_Document extract_:
- - - - -

Enhanced Efficiency and stability of Perovskite Solar Cells using Porous Hierarchical TiO₂ Nanostructures of Scattered Distribution as Scaffold

A type of quasi-mesoscopic perovskite solar cells (QM-PSCs) with porous hierarchical TiO₂ (hier-TiO₂) nanostructures of scattered distribution as scaffold was investigated. The porous hier-TiO₂ nanostructures were synthesized by sintering MIL-125(Ti) of metal-organic frameworks (MOFs) at 500 °C in air and which were partly inherited from the ordered porosity of MIL-125(Ti). The ordered hier-TiO₂ nanostructures were scattered on compact TiO₂ layer to form a quasi-mesoscopic scaffold of scattered distribution, which can offer enough growth space for perovskite grains and promote the ordered growth of perovskite grains. The QM-PSCs shows a power conversion efficiency (PCE) of 16.56%, much higher than PCE (11.38%) of PSCs with conventional small TiO₂ nanoparticles (npt-TiO₂) as scaffold and PCE (6.07%) of planar PSCs with compact TiO₂ layer. The PCEs of PSCs with hier-TiO₂ and npt-TiO₂ remain 47% and 22% of the initial PCE values aging for 30 days in air, indicating that PSCs with hier-TiO₂ scaffold shown better stability and moisture resistance. The enhanced performance of QM-PSCs is primarily attributed to the superior wettability quasi-mesoscopic scaffold with ordered porous hier-TiO₂ nanostructures, which help to form the high quality perovskite film with better crystillinity and less pin-holes, and improve the contact properties between perovksite and electron transport layer.

- - - - -

_Data excerpts_:

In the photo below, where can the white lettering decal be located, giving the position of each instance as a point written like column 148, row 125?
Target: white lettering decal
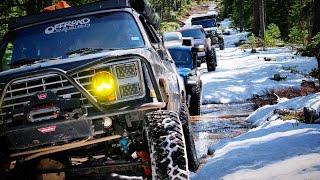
column 68, row 25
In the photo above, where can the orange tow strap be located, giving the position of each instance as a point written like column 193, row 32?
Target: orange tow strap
column 58, row 5
column 145, row 157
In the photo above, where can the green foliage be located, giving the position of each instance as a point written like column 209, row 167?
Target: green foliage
column 242, row 14
column 252, row 41
column 273, row 35
column 297, row 36
column 314, row 73
column 315, row 42
column 168, row 27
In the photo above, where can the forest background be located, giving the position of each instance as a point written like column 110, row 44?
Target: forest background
column 294, row 22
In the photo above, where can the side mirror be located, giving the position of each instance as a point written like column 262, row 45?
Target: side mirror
column 188, row 41
column 172, row 39
column 208, row 35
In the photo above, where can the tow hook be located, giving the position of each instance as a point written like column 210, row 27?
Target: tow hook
column 145, row 159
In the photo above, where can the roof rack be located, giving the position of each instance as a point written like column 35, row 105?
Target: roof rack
column 141, row 6
column 203, row 17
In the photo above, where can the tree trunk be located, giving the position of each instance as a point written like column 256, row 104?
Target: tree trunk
column 316, row 19
column 315, row 31
column 256, row 18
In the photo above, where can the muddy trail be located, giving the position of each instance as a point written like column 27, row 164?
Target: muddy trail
column 219, row 121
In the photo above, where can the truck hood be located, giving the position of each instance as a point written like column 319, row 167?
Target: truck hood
column 211, row 28
column 183, row 71
column 70, row 63
column 200, row 42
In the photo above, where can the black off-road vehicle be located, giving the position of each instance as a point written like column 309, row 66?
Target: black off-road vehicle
column 210, row 25
column 202, row 42
column 90, row 90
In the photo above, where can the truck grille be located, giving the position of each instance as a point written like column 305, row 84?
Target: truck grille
column 19, row 92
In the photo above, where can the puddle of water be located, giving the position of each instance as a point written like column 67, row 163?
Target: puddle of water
column 209, row 131
column 226, row 109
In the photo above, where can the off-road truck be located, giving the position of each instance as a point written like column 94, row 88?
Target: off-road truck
column 202, row 42
column 210, row 25
column 90, row 90
column 185, row 58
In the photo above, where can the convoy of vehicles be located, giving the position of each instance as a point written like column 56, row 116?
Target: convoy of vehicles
column 210, row 25
column 90, row 90
column 185, row 58
column 202, row 42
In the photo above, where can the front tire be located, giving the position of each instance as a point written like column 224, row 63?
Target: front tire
column 193, row 162
column 221, row 44
column 167, row 146
column 195, row 99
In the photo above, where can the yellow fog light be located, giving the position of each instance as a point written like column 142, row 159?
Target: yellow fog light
column 104, row 85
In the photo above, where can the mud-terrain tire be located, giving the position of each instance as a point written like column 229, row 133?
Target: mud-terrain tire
column 167, row 146
column 211, row 60
column 195, row 99
column 221, row 45
column 193, row 162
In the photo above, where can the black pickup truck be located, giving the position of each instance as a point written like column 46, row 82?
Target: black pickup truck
column 91, row 90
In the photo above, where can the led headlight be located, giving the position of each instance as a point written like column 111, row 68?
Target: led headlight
column 104, row 85
column 201, row 48
column 126, row 70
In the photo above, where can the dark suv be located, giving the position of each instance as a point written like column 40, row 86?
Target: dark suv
column 210, row 25
column 90, row 90
column 202, row 42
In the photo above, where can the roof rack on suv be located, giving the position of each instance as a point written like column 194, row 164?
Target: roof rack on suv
column 142, row 6
column 203, row 17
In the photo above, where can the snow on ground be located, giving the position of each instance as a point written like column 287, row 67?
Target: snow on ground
column 275, row 149
column 241, row 74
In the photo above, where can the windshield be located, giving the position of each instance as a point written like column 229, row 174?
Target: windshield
column 116, row 30
column 181, row 57
column 195, row 33
column 205, row 23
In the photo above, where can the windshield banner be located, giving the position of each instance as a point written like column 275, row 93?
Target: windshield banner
column 68, row 25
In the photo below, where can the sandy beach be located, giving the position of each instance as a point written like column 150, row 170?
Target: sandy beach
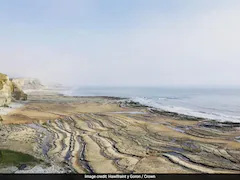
column 81, row 134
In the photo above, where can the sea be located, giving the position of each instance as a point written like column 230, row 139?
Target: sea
column 221, row 104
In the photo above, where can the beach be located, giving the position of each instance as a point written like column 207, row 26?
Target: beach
column 116, row 135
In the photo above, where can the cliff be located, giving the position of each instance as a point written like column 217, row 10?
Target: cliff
column 6, row 89
column 28, row 83
column 9, row 91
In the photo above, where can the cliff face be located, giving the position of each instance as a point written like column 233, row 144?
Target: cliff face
column 27, row 83
column 9, row 90
column 6, row 89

- - - - -

_What to work on_:
Copy out the full abstract on perovskite solar cells with porous hierarchical TiO₂ scaffolds, word for word, including its title. Rely only on the abstract on perovskite solar cells for what comes next.

_Answer to this problem_:
Enhanced Efficiency and stability of Perovskite Solar Cells using Porous Hierarchical TiO₂ Nanostructures of Scattered Distribution as Scaffold

A type of quasi-mesoscopic perovskite solar cells (QM-PSCs) with porous hierarchical TiO₂ (hier-TiO₂) nanostructures of scattered distribution as scaffold was investigated. The porous hier-TiO₂ nanostructures were synthesized by sintering MIL-125(Ti) of metal-organic frameworks (MOFs) at 500 °C in air and which were partly inherited from the ordered porosity of MIL-125(Ti). The ordered hier-TiO₂ nanostructures were scattered on compact TiO₂ layer to form a quasi-mesoscopic scaffold of scattered distribution, which can offer enough growth space for perovskite grains and promote the ordered growth of perovskite grains. The QM-PSCs shows a power conversion efficiency (PCE) of 16.56%, much higher than PCE (11.38%) of PSCs with conventional small TiO₂ nanoparticles (npt-TiO₂) as scaffold and PCE (6.07%) of planar PSCs with compact TiO₂ layer. The PCEs of PSCs with hier-TiO₂ and npt-TiO₂ remain 47% and 22% of the initial PCE values aging for 30 days in air, indicating that PSCs with hier-TiO₂ scaffold shown better stability and moisture resistance. The enhanced performance of QM-PSCs is primarily attributed to the superior wettability quasi-mesoscopic scaffold with ordered porous hier-TiO₂ nanostructures, which help to form the high quality perovskite film with better crystillinity and less pin-holes, and improve the contact properties between perovksite and electron transport layer.